DOCUMENT EXTRACT -
<<<<
After that it finally popped up!


----------



## MrX101 (Jan 1, 2018)

since a lot of people were confused, to install you just need to extract with winrar, if u dont have winrar, google it to download.

after installing Winrar, 

You right click the downloaded file "OBS_OpenVR_InputPlugin.zip" 

Click  "Extract Files..." 

A popup window will appear

Enter directory of your OBS at the top of the popup, default is "C:\Program Files (x86)\obs-studio"
Press OK
Done, u should now see openVR in scene sources in OBS studio.(only works on X64 OBS Studio)


----------



## RyanC (Jan 8, 2018)

I know about the memory leak thing, but when I run SteamVR (like im in that house on the mountian looking around) and then run OBS and add the OpenVR option to Sources, I just get a crash of OBS...

I've reinstalled OBS, captured a game, then installed OpenVR again and same thing...

I'm running OBS Studio ver. 20.1.3 (64bit) I see ver.19 is minimum but not fixed to that, am I running a version that's too new?


----------



## Falibu (Jan 10, 2018)

any chance this plugin will become available for the new streamlabs OBS, SLOBS?


----------



## topdog (Jan 21, 2018)

RyanC said:


> I know about the memory leak thing, but when I run SteamVR (like im in that house on the mountian looking around) and then run OBS and add the OpenVR option to Sources, I just get a crash of OBS...
> 
> I've reinstalled OBS, captured a game, then installed OpenVR again and same thing...
> 
> I'm running OBS Studio ver. 20.1.3 (64bit) I see ver.19 is minimum but not fixed to that, am I running a version that's too new?



Likewise having the same issue with this I believe.

- HTC Vive
- 64 bit OBS installed, latest version
- No other plugins in use
- Have SteamVR running (with or without Mirror Display window up)
- Go to sources - add - OpenVR Capture and click OK
- Mouse icon spins for a few seconds and then OBS crashes

Tried running OBS in administrator mode, didn't seem to make a difference.

I can capture some games directly in OBS if they have their own windows by using Game Capture (e.g. The Lab or Audioshield).

Windows 10.  Machine is a month old so quite clutter-free at the moment.

Went to download/install the VC 2015 runtimes, but had an install error because it said I already had them (which is not a surprise - I install and use Visual Studio for myself too).

I do NOT have the OpenVR SDK installed; but the runtimes for OpenVR are within SteamVR anyway I think, and the SDK wouldn't be used with this, only for development purposes (I am assuming)?

So not sure what else to try; I might even let VS debug the error and point it at the OpenVR plugin source to see what it is getting stopped on, as I wasn't getting any MS crash details to use.

Only deviation I had from the installation steps is that writing to the Program Files\OBS folder is being protected by the OS, so instead I extracted the files to another folder, then moved them all into the OBS one using Explorer so I could hit the prompt that appears to elevate permissions and get the files in the right place, which OBS sees OK it seems based on it adding the item to the list of sources.
>>>>
SUPPLIED INFORMATION -
<<<<
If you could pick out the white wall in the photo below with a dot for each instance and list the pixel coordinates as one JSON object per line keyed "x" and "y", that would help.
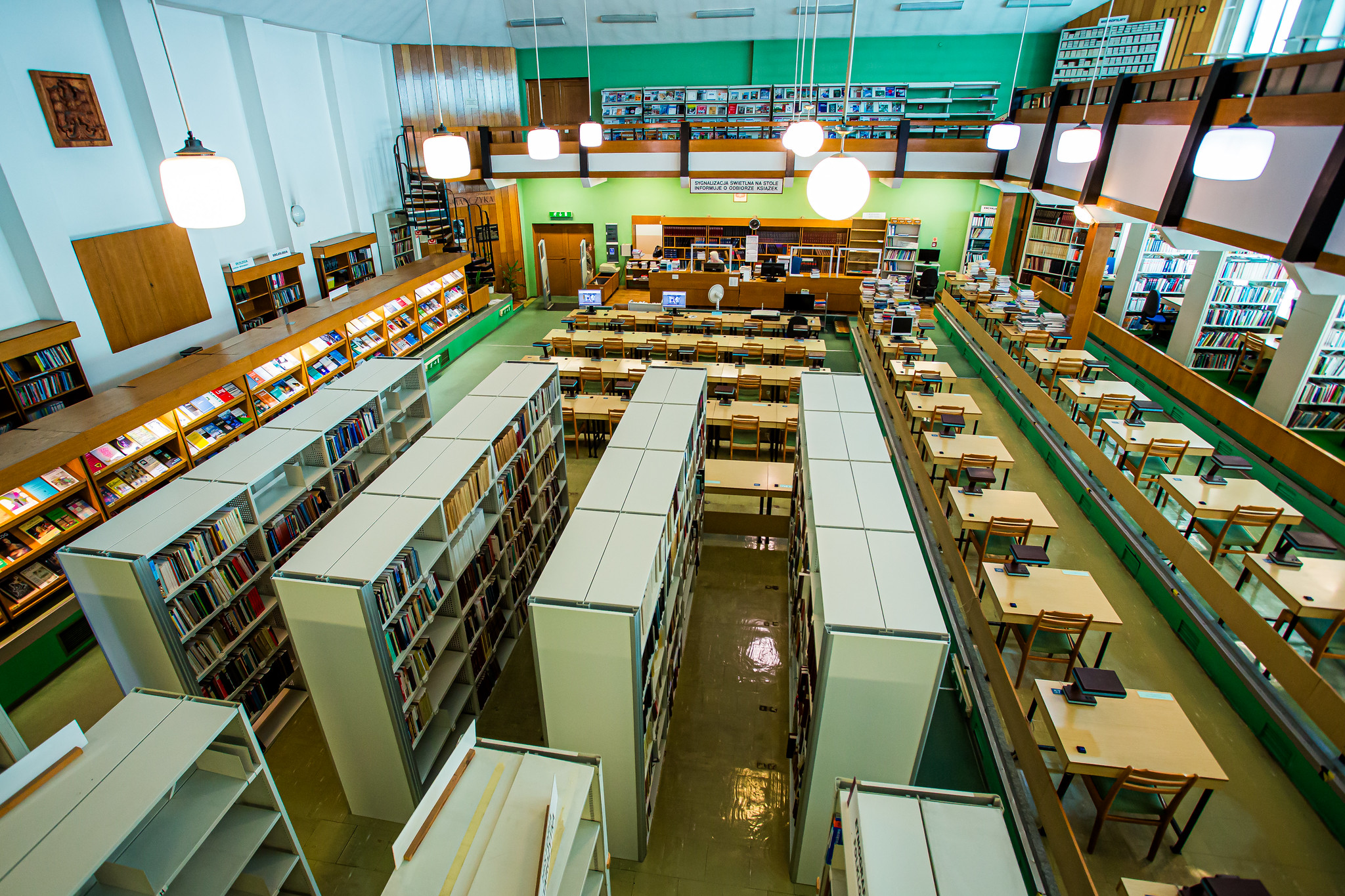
>>>>
WRITTEN PROBLEM - According to the forum thread, what is the default OBS directory to enter when extracting the plugin? Rely only on the forum thread, not the material.

TASK RESPONSE - C:\Program Files (x86)\obs-studio